**Material shown:**
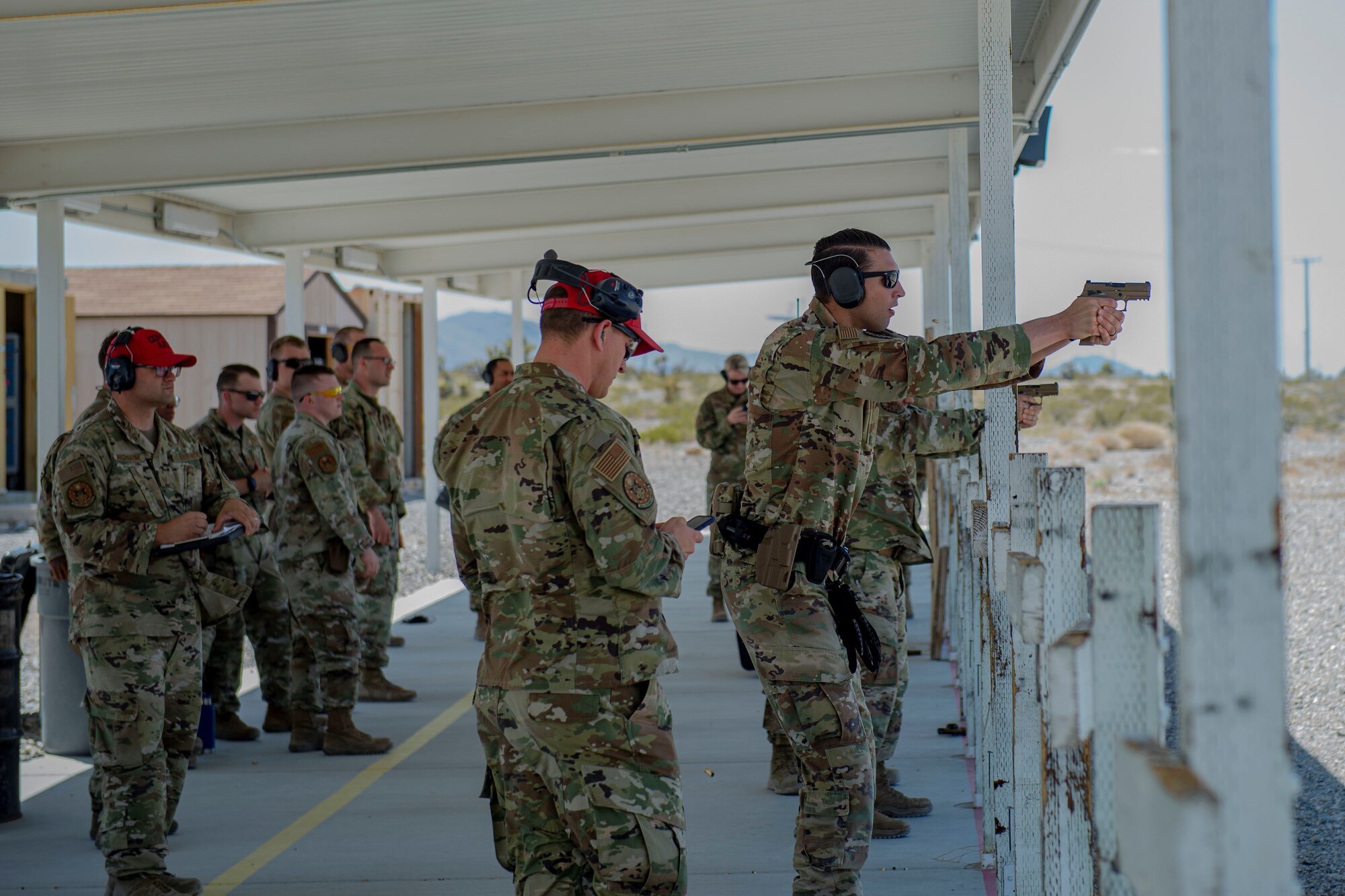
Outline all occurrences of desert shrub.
[1116,421,1167,451]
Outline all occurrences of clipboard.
[149,522,243,559]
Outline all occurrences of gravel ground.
[1022,436,1345,896]
[7,436,1345,896]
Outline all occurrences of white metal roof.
[0,0,1098,285]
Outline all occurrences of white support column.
[285,249,308,339]
[1024,467,1093,896]
[1089,505,1163,896]
[36,199,67,459]
[1167,0,1298,896]
[508,272,527,367]
[976,0,1018,871]
[1005,455,1048,896]
[421,277,440,576]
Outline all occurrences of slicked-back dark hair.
[215,364,261,391]
[808,227,892,300]
[289,364,336,405]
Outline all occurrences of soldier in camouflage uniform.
[272,364,393,756]
[191,364,289,740]
[257,336,309,460]
[436,270,701,896]
[331,339,416,702]
[434,358,514,641]
[714,230,1122,895]
[52,329,260,896]
[695,355,752,622]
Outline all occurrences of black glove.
[826,579,882,673]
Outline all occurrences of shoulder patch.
[593,437,631,482]
[621,470,654,510]
[66,482,94,510]
[56,460,89,486]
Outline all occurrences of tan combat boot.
[873,782,933,818]
[289,709,323,754]
[358,666,416,699]
[323,709,393,756]
[765,744,799,797]
[215,709,261,740]
[873,813,911,840]
[261,704,293,735]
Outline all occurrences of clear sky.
[0,0,1345,374]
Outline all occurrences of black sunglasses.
[859,270,901,289]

**Written problem:**
Rewrite all of the data above with "occurrences" changed to "instances" everywhere and every other line kept as it is. Leave out the pictures.

**Correct output:**
Outline all instances of desert shrub.
[1116,421,1167,451]
Outline all instances of clipboard.
[149,522,243,559]
Outline all instances of gravel ground.
[1022,436,1345,896]
[7,436,1345,896]
Outline all instances of white metal roof.
[0,0,1098,285]
Outline all instances of white support column.
[285,249,308,339]
[1024,467,1093,896]
[1089,505,1163,896]
[36,199,67,459]
[1167,0,1298,896]
[508,272,527,367]
[976,0,1018,871]
[1005,455,1048,896]
[421,277,440,576]
Outline all instances of slicked-back dark hair.
[215,364,261,391]
[808,227,892,300]
[289,364,336,405]
Outline all instances of soldier in camouflage uniform.
[272,364,393,756]
[191,364,289,740]
[257,336,309,460]
[436,270,701,896]
[331,339,416,702]
[434,358,514,641]
[714,230,1122,895]
[52,329,260,896]
[695,355,752,622]
Outline all instances of black glove.
[826,579,882,673]
Outline all instances of shoulder patch.
[593,437,631,482]
[621,470,654,510]
[66,482,94,510]
[56,460,89,486]
Outline all instances of tan combat boot.
[873,782,933,818]
[289,709,323,754]
[358,666,416,699]
[323,709,393,756]
[765,744,799,797]
[215,709,261,740]
[873,813,911,840]
[261,704,293,735]
Outline all instances of clear sky.
[0,0,1345,374]
Outline all instances of black sunglasses.
[859,270,901,289]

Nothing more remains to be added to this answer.